> _SOURCE_
================

Jason Mitchell’s essay

As of yesterday I thought the debate about replication in psychology was converging on consensus in at least one respect. While there was still some disagreement about tone, basically everyone agreed that there was value in failed replications. But then this morning, Jason Mitchell posted this essay, in which he describes his belief that failed replication attempts can contain errors and therefore “cannot contribute to a cumulative understanding of scientific phenomena”. It’s hard to know where to begin when someone comes from a worldview so different from one’s own. Since there’s clearly a communication problem here, I’ll just give two examples to illustrate how I think about science.

  • Example 1. A rigorous lab conducts an experiment using a measurement device that requires special care. The effect size is d=0.5. Later, a different lab with no experience using the device tries to quickly replicate the experiment and computes an effect size of d=0.0.
  • Example 2. A small sample experiment in a field with a history of p-hacking shows an effect size of d=0.5. Another lab tries to replicate the study with a much larger sample and computes an effect size of d=0.0.

In both cases, I’d have subjective beliefs about the true effect size. For the first example, my posterior distribution might peak around d=0.4. For the second example, my posterior distribution might peak around d=0.1. In both cases, the replication would influence my posterior, but to varying degrees. In the first example, it would cause a small shift. In the second, it would cause a big shift. Reasonable people can disagree on the exact positions of the posteriors, but basically everyone ought to agree that our posteriors should incrementally adjust as we acquire new information, and that the size of these shifts should depend on a variety of factors, including the possibility of errors in either the original experiment or in the replication attempt. Maybe it’s because I’m stuck in a worldview, but none of this even seems very hard to understand. 

Jason Mitchell sees things differently. For him, all failed replications contain “no meaningful evidentiary value” and “do not constitute scientific output”. I don’t doubt the sincerity of his beliefs, but I suspect that most scientists and nonscientists alike will find these assertions to be pretty bizarre. NHST isn’t the only thing causing the crisis in psychology, but it’s pretty clear that this is what happens when people get too immersed in it.

================

> _PROVIDED RECORDS_

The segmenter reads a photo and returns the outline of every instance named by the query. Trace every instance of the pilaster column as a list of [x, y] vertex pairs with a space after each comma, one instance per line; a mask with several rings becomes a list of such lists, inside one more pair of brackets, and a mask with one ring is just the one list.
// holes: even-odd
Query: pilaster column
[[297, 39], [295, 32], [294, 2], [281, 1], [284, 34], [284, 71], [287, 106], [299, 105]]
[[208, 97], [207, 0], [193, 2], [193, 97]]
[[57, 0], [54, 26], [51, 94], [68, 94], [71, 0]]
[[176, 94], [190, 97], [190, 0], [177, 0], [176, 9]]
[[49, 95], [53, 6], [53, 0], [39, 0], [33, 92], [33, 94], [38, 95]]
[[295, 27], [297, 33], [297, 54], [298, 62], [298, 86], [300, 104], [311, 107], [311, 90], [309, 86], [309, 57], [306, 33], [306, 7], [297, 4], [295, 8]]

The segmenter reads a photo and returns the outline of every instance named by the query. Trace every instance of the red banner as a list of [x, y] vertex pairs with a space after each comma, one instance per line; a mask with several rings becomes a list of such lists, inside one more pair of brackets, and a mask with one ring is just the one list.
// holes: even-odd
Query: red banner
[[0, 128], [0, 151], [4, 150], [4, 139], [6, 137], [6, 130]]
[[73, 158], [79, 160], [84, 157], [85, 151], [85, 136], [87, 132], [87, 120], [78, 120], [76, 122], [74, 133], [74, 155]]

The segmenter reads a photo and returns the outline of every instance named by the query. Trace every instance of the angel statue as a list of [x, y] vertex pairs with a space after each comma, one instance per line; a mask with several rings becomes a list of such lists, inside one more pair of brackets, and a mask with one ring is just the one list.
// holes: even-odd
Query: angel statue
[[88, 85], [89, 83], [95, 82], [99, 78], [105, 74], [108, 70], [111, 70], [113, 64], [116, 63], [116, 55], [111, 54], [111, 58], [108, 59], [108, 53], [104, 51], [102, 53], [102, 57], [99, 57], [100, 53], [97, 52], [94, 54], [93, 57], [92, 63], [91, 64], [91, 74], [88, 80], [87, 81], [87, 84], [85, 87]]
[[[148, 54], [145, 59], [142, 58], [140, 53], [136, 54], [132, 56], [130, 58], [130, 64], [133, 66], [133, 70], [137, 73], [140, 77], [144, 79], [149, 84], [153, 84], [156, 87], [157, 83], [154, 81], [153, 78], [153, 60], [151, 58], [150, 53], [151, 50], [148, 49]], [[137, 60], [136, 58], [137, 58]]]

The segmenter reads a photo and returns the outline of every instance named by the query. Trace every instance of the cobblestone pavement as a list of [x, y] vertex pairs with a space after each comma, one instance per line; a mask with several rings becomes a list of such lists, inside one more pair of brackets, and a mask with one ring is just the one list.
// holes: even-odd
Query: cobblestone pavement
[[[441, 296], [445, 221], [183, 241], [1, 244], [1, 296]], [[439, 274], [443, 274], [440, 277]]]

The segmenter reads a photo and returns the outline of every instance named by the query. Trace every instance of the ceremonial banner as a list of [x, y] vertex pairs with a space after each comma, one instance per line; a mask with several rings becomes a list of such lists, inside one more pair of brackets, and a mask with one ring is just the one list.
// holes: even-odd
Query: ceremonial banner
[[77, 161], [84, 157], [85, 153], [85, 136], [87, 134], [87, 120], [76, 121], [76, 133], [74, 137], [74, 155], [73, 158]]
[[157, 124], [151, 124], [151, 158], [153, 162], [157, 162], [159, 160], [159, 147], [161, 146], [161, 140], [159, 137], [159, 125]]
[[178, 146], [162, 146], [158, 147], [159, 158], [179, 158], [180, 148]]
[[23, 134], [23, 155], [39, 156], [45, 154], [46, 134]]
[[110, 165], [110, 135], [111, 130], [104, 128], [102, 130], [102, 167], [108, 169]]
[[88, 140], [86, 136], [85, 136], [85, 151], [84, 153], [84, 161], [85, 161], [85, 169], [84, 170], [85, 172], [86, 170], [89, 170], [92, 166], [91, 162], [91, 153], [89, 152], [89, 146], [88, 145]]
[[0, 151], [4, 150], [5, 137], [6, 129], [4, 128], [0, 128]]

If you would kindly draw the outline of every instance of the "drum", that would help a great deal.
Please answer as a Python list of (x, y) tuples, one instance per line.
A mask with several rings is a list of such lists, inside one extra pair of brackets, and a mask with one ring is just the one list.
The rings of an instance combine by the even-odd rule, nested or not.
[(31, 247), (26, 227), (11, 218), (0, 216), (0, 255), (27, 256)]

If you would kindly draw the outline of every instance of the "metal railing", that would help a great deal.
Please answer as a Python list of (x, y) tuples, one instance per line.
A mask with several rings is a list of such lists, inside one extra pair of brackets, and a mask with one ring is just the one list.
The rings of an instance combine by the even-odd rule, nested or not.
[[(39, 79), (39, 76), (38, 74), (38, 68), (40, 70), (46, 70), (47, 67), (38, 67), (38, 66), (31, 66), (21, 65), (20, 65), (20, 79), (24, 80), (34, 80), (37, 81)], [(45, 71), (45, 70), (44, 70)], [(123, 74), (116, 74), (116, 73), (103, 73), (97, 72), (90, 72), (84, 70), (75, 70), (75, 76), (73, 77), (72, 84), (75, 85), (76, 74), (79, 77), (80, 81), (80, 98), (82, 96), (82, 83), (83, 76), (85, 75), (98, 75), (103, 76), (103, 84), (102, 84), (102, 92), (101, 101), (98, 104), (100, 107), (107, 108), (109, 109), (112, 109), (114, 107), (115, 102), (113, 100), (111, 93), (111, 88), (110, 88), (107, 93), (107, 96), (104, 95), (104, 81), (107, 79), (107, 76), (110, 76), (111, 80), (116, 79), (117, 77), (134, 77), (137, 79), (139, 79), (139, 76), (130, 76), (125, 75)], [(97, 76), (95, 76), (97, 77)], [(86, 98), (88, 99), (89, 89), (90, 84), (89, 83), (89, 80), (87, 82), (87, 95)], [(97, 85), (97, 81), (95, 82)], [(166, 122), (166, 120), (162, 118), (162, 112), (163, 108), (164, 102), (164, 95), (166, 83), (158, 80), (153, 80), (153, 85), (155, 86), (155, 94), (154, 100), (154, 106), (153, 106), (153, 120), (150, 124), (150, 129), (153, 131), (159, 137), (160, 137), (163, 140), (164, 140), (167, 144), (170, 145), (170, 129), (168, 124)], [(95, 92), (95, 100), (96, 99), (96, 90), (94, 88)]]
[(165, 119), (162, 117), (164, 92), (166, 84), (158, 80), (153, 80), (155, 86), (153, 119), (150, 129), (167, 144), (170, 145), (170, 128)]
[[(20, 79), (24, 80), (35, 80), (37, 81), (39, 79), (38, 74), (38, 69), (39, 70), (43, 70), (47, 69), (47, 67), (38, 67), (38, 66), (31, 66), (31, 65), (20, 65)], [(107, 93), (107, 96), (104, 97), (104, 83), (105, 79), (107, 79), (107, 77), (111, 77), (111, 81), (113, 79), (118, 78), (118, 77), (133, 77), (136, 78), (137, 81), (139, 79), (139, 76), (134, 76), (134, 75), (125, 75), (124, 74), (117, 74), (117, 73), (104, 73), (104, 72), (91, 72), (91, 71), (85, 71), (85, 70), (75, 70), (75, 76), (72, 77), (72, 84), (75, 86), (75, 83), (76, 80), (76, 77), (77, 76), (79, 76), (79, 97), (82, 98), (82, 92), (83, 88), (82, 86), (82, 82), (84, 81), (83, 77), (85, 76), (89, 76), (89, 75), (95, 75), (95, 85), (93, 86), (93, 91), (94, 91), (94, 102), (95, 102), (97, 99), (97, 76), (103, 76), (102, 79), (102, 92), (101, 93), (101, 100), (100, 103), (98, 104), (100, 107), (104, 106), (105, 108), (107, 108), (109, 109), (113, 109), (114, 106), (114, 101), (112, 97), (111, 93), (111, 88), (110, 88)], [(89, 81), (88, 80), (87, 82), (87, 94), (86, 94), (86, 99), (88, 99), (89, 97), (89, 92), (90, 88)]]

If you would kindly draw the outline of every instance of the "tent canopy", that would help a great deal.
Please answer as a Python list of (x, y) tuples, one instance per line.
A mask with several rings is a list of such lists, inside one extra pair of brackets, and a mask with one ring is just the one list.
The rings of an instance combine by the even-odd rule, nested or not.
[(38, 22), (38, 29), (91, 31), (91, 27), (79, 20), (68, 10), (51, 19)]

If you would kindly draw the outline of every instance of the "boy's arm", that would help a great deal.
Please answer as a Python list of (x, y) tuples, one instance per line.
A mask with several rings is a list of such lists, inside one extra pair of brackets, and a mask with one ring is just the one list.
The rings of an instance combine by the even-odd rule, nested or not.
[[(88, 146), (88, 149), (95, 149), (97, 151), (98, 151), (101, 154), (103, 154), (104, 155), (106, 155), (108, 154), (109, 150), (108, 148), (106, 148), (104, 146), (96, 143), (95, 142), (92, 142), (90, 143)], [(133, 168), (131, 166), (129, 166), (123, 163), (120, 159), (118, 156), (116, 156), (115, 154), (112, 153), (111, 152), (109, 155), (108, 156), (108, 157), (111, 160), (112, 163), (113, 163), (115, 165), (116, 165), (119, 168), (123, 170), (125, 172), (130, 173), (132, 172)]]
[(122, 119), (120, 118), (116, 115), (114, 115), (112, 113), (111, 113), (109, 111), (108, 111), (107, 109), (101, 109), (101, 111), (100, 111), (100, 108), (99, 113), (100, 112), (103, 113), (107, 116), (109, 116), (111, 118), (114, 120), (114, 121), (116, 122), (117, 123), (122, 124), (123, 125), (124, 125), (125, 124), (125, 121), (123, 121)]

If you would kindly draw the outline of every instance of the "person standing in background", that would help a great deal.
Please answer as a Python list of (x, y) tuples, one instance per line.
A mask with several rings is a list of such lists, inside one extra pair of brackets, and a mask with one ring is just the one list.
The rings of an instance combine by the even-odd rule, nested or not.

================

> _INSTRUCTIONS_
A - From the replication essay, list every phrase it quotes from Jason Mitchell's essay.
B - According to the replication essay, around what effect size might the posterior distribution peak in the first example?
C - Transcribe the passage of the replication essay starting at "Jason Mitchell’s essay" and ending at "think about science.".

> _ANSWER SET_
A -
- "cannot contribute to a cumulative understanding of scientific phenomena"
- "no meaningful evidentiary value"
- "do not constitute scientific output"

B - Around d=0.4.

C -
Jason Mitchell’s essay

As of yesterday I thought the debate about replication in psychology was converging on consensus in at least one respect. While there was still some disagreement about tone, basically everyone agreed that there was value in failed replications. But then this morning, Jason Mitchell posted this essay, in which he describes his belief that failed replication attempts can contain errors and therefore “cannot contribute to a cumulative understanding of scientific phenomena”. It’s hard to know where to begin when someone comes from a worldview so different from one’s own. Since there’s clearly a communication problem here, I’ll just give two examples to illustrate how I think about science.